__INSTRUCTIONS FOR THE TASK__: The material below must be retyped in full, with every line kept exactly as it is.
+++ EXERCISE MATERIAL +++
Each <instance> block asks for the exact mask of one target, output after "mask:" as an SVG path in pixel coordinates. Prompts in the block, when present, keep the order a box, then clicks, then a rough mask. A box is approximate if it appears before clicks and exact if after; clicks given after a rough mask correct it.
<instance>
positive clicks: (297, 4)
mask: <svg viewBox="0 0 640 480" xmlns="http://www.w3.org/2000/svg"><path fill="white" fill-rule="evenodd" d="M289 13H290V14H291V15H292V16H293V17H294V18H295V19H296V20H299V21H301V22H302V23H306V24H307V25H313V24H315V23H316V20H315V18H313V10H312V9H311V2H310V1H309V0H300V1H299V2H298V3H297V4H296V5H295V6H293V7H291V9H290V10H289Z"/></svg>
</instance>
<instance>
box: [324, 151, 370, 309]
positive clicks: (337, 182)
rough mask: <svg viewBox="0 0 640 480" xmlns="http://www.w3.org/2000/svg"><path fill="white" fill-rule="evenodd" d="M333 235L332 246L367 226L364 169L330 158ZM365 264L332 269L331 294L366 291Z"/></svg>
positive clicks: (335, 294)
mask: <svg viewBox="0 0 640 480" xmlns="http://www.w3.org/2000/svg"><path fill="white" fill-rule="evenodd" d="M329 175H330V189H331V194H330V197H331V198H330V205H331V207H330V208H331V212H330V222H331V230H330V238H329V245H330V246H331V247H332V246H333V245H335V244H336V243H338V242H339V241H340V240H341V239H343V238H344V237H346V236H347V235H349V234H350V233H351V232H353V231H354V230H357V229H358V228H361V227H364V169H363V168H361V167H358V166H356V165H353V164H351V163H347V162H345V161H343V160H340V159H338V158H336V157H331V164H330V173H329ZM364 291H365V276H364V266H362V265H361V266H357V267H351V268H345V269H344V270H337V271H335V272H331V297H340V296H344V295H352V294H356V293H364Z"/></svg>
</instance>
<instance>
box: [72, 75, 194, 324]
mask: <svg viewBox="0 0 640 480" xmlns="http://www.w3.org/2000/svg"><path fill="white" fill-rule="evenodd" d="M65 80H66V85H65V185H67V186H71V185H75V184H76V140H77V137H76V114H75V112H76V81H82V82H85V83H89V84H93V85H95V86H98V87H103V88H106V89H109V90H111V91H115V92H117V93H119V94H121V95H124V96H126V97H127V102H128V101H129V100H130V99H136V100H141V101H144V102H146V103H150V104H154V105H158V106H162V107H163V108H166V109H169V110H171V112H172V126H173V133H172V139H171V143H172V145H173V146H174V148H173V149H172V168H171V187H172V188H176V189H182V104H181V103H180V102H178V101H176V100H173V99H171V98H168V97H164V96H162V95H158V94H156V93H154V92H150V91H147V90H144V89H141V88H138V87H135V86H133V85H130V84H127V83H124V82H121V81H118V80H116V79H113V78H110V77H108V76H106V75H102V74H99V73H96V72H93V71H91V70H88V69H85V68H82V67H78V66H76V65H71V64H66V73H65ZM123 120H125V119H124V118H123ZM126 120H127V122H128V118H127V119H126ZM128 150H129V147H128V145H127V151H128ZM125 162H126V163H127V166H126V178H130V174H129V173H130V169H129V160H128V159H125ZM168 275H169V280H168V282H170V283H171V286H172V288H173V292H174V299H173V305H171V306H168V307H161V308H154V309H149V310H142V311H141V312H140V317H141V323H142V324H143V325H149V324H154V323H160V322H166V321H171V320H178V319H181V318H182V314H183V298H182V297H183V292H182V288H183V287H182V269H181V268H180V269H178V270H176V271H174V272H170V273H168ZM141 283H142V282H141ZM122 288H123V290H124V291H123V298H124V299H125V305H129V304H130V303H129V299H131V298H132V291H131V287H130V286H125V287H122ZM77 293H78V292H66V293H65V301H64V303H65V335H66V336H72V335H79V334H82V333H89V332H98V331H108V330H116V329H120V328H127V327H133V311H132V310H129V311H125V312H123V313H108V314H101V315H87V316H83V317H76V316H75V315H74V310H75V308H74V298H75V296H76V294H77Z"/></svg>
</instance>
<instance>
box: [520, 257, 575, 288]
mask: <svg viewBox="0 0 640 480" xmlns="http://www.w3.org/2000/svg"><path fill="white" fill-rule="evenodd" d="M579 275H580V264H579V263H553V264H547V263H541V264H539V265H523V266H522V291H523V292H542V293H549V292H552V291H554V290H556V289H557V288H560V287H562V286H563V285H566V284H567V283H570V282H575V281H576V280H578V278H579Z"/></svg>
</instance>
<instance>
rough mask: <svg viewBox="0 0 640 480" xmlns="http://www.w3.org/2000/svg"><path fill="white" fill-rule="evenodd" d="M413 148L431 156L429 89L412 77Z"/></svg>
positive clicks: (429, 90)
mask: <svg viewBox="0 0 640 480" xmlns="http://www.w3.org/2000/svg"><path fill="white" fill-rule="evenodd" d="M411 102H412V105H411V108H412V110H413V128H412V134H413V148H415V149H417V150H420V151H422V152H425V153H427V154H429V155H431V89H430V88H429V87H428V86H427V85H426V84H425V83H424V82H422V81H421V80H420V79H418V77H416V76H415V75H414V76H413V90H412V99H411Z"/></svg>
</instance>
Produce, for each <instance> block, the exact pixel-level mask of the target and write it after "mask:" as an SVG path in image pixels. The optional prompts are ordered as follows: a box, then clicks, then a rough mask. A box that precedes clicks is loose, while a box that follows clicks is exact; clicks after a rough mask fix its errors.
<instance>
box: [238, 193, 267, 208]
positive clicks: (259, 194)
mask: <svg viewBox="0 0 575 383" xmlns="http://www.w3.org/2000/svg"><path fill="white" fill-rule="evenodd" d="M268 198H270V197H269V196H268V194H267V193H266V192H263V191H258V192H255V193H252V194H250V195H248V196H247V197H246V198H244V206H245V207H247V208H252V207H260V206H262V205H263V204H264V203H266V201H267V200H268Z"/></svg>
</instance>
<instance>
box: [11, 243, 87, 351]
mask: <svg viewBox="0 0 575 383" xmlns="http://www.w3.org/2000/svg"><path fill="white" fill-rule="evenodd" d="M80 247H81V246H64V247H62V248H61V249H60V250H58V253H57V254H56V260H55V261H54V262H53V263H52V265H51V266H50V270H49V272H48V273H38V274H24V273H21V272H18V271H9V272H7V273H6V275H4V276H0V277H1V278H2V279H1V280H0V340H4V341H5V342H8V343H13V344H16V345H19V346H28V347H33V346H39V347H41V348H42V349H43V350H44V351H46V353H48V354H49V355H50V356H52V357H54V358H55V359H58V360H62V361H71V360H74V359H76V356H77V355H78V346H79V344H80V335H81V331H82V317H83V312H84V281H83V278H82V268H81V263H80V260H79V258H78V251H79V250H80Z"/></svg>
+++
__FINISHED TASK__:
Each <instance> block asks for the exact mask of one target, output after "mask:" as an SVG path in pixel coordinates. Prompts in the block, when present, keep the order a box, then clicks, then a rough mask. A box is approximate if it appears before clicks and exact if after; clicks given after a rough mask correct it.
<instance>
positive clicks: (297, 4)
mask: <svg viewBox="0 0 640 480" xmlns="http://www.w3.org/2000/svg"><path fill="white" fill-rule="evenodd" d="M289 13H290V14H291V15H292V16H293V17H294V18H295V19H296V20H299V21H301V22H302V23H306V24H307V25H313V24H315V23H316V20H315V18H313V10H312V9H311V2H310V1H309V0H300V1H299V2H298V3H297V4H296V5H295V6H293V7H291V9H290V10H289Z"/></svg>
</instance>
<instance>
box: [324, 151, 370, 309]
positive clicks: (337, 182)
rough mask: <svg viewBox="0 0 640 480" xmlns="http://www.w3.org/2000/svg"><path fill="white" fill-rule="evenodd" d="M333 235L332 246L367 226L364 169L330 158ZM365 264L332 269L331 294L366 291Z"/></svg>
positive clicks: (335, 294)
mask: <svg viewBox="0 0 640 480" xmlns="http://www.w3.org/2000/svg"><path fill="white" fill-rule="evenodd" d="M329 175H330V189H331V194H330V197H331V198H330V205H331V207H330V208H331V212H330V222H331V230H330V238H329V245H330V246H331V247H332V246H333V245H335V244H336V243H338V242H339V241H340V240H341V239H343V238H344V237H346V236H347V235H349V234H350V233H351V232H353V231H354V230H357V229H358V228H361V227H364V169H363V168H361V167H358V166H356V165H353V164H351V163H347V162H345V161H343V160H340V159H338V158H336V157H331V164H330V173H329ZM364 291H365V276H364V266H362V265H361V266H357V267H351V268H345V269H344V270H337V271H335V272H331V297H340V296H344V295H352V294H356V293H364Z"/></svg>
</instance>
<instance>
box: [72, 75, 194, 324]
mask: <svg viewBox="0 0 640 480" xmlns="http://www.w3.org/2000/svg"><path fill="white" fill-rule="evenodd" d="M65 80H66V85H65V185H67V186H71V185H75V184H76V140H77V137H76V114H75V112H76V81H82V82H85V83H89V84H93V85H95V86H98V87H103V88H106V89H109V90H111V91H115V92H117V93H119V94H121V95H124V96H126V97H127V102H128V101H129V100H130V99H136V100H141V101H144V102H146V103H150V104H154V105H158V106H162V107H163V108H166V109H169V110H171V112H172V126H173V133H172V139H171V143H172V145H173V146H174V148H173V149H172V168H171V187H172V188H176V189H182V104H181V103H180V102H178V101H176V100H173V99H171V98H168V97H164V96H162V95H158V94H156V93H154V92H150V91H147V90H144V89H141V88H138V87H135V86H133V85H130V84H127V83H124V82H121V81H118V80H116V79H113V78H110V77H108V76H106V75H102V74H99V73H96V72H93V71H91V70H88V69H85V68H82V67H78V66H76V65H71V64H66V73H65ZM123 120H125V119H124V118H123ZM126 120H127V122H128V118H127V119H126ZM128 150H129V147H128V145H127V151H128ZM125 162H126V163H127V166H126V178H130V174H129V173H130V169H129V160H128V159H125ZM168 275H169V280H168V282H170V283H171V286H172V288H173V292H174V299H173V305H171V306H168V307H161V308H154V309H149V310H142V311H141V312H140V317H141V323H142V324H143V325H149V324H154V323H160V322H166V321H171V320H178V319H181V318H182V314H183V298H182V297H183V292H182V288H183V287H182V269H181V268H180V269H178V270H176V271H174V272H170V273H168ZM141 283H142V282H141ZM122 288H123V290H124V291H123V298H124V299H125V305H129V304H130V303H129V299H131V298H132V291H131V287H130V286H125V287H122ZM77 293H78V292H66V293H65V301H64V303H65V335H66V336H72V335H79V334H82V333H89V332H98V331H108V330H116V329H120V328H127V327H133V311H132V310H129V311H125V312H123V313H108V314H101V315H87V316H83V317H76V316H75V315H74V310H75V308H74V298H75V296H76V294H77Z"/></svg>
</instance>
<instance>
box: [520, 257, 575, 288]
mask: <svg viewBox="0 0 640 480" xmlns="http://www.w3.org/2000/svg"><path fill="white" fill-rule="evenodd" d="M579 275H580V264H579V263H553V264H547V263H541V264H539V265H523V266H522V291H523V292H542V293H549V292H552V291H554V290H556V289H557V288H560V287H562V286H563V285H566V284H567V283H570V282H575V281H576V280H578V278H579Z"/></svg>
</instance>
<instance>
rough mask: <svg viewBox="0 0 640 480" xmlns="http://www.w3.org/2000/svg"><path fill="white" fill-rule="evenodd" d="M413 148L431 156L429 89L412 77Z"/></svg>
positive clicks: (429, 90)
mask: <svg viewBox="0 0 640 480" xmlns="http://www.w3.org/2000/svg"><path fill="white" fill-rule="evenodd" d="M411 102H412V105H411V108H412V110H413V128H412V134H413V148H415V149H417V150H420V151H422V152H425V153H427V154H429V155H431V89H430V88H429V87H428V86H427V85H426V84H425V83H424V82H422V81H421V80H420V79H418V77H416V76H415V75H414V76H413V90H412V99H411Z"/></svg>
</instance>
Produce, for each <instance> block, the exact pixel-level mask of the target and write it after "mask:" as an SVG path in image pixels. The optional prompts are ordered as follows: a box, then clicks, then a rough mask. A box that precedes clicks is loose, while a box that follows clicks is exact; clicks after a rough mask fix its errors.
<instance>
box: [238, 193, 267, 208]
positive clicks: (259, 194)
mask: <svg viewBox="0 0 575 383" xmlns="http://www.w3.org/2000/svg"><path fill="white" fill-rule="evenodd" d="M268 198H270V197H269V196H268V194H267V193H266V192H263V191H258V192H255V193H252V194H250V195H248V196H247V197H246V198H244V206H245V207H247V208H252V207H260V206H262V205H263V204H264V203H266V201H267V200H268Z"/></svg>
</instance>
<instance>
box: [11, 243, 87, 351]
mask: <svg viewBox="0 0 575 383" xmlns="http://www.w3.org/2000/svg"><path fill="white" fill-rule="evenodd" d="M80 247H81V246H64V247H62V248H61V249H60V250H58V253H57V254H56V260H55V261H54V262H53V263H52V265H51V266H50V270H49V272H48V273H38V274H24V273H21V272H18V271H9V272H7V273H6V275H4V276H0V277H1V278H2V279H1V280H0V340H4V341H5V342H8V343H13V344H16V345H19V346H28V347H33V346H39V347H41V348H42V349H43V350H44V351H46V353H48V354H49V355H50V356H52V357H54V358H55V359H58V360H62V361H71V360H74V359H76V356H77V355H78V346H79V344H80V335H81V331H82V317H83V312H84V281H83V278H82V268H81V263H80V260H79V258H78V251H79V250H80Z"/></svg>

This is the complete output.